-- begin Raw records --

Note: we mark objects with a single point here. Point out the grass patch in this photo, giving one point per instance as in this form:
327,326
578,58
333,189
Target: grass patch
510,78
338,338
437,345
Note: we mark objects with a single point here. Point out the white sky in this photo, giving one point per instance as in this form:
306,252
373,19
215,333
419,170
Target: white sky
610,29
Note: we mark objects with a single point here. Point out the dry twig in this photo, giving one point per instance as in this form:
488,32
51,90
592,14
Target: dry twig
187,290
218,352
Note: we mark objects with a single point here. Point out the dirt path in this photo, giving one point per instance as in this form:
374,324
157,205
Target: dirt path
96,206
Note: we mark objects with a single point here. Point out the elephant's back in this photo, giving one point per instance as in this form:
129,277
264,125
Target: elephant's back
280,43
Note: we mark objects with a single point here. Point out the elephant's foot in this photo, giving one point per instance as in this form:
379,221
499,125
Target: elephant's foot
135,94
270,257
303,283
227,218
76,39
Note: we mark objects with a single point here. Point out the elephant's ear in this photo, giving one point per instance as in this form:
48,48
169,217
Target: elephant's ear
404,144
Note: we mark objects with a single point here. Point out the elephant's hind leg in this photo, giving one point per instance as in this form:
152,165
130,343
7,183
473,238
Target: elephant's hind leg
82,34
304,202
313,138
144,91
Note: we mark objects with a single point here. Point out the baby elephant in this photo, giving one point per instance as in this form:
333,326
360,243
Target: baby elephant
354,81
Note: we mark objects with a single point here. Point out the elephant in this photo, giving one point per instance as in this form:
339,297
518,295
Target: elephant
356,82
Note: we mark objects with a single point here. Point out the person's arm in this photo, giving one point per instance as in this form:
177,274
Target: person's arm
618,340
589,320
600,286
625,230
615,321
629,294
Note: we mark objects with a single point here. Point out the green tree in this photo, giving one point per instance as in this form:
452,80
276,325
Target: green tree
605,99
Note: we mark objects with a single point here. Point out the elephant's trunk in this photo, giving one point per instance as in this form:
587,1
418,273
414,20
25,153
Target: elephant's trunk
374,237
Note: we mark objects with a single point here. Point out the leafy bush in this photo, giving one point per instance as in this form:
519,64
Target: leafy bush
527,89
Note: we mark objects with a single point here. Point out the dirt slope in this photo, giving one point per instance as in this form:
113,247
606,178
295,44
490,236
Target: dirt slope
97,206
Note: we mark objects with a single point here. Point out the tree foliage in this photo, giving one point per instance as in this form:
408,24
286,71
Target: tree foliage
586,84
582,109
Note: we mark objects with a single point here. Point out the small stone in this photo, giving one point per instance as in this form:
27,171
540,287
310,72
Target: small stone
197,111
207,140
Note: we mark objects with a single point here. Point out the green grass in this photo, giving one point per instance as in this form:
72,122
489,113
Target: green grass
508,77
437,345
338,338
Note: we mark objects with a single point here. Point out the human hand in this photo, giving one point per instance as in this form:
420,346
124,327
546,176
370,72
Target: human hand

-- end Raw records --

[Exercise]: Transcribe all of the material above, line for line, with no changes.

[Answer in full]:
Note: we mark objects with a single point here. Point out the grass patch in this photo, giving one point per instance as in this form:
327,326
578,58
333,189
Target: grass patch
510,78
338,338
437,345
Note: we mark objects with a single point here. Point out the white sky in this photo, giving one point per instance as in this form:
306,252
373,19
215,333
419,170
Target: white sky
610,29
Note: we mark objects with a single point here. Point out the dry twig in this photo, giving one point per instance as in this form:
488,32
51,90
592,14
Target: dry twig
187,290
218,352
Note: we mark objects with a single point here. Point out the dirt path in this photo, giving one point per instance as in this form:
374,324
157,205
Target: dirt path
96,206
Note: we mark objects with a single point here. Point out the elephant's back in this photo, giving one point per instance as in this form:
129,277
264,125
Target: elephant's back
280,43
Note: we mark objects with a single point here. Point out the elephant's foot in this photo, giving one point per instance as in this form:
379,221
499,125
Target: elephant's foot
135,94
270,257
303,283
227,218
76,39
Note: we mark objects with a single point here. Point out the elephant's ear in this photo, giving one point per instance as in this form:
48,48
169,217
Target: elephant's ear
404,144
Note: we mark objects with a single point here. Point out the elephant's hind leg in this photo, giving one point per instance as in this form:
152,165
130,343
7,183
473,238
Target: elephant's hind leg
82,34
304,202
313,138
144,91
Note: we mark objects with a single point here. Point out the baby elephant in this photo, giving one point per instance as in this form:
333,326
360,243
Target: baby elephant
354,81
Note: we mark objects with a single point here. Point out the elephant in this photo, giving one point per instance as in this form:
339,297
518,295
Target: elephant
356,82
Note: we mark objects with a single point here. Point out the person's arm in this photo, giving one point per instance as in this form:
177,274
Target: person's arm
618,340
589,320
600,286
625,230
615,321
629,294
Note: we mark objects with a single point here. Point out the green tree in this photo, giving one point per instance as in this form:
452,80
276,325
Target: green tree
605,99
Note: we mark objects with a single point here. Point out the elephant's trunk in this photo, giving one point per instance as in this form:
587,1
418,273
414,20
25,153
Target: elephant's trunk
374,237
Note: we mark objects with a single point here. Point out the leafy bush in this photo, giving one point per instance as in this form:
519,64
Target: leafy bush
527,89
Note: we mark objects with a single point here. Point out the dirt slope in this photo, giving one point per instance as in this form:
113,247
606,178
295,44
490,236
Target: dirt slope
97,206
Note: we mark objects with a single point here. Point out the tree foliage in this photo, giving one point per instance as in this form:
408,24
286,71
Target: tree foliage
586,84
582,109
Note: we mark objects with a single point here. Point out the small stone in this photo, giving one point per instance as in this form:
27,171
540,287
310,72
Target: small stone
197,111
207,140
Note: we mark objects with a single point here. Point out the green grass in this photo, giving one point per instance as in this form:
72,122
489,113
Target: green grass
508,77
437,345
338,338
Note: we mark objects with a single point here. Point out the human hand in this photo, giving one point per instance as in this form:
420,346
124,327
546,176
370,72
Target: human hand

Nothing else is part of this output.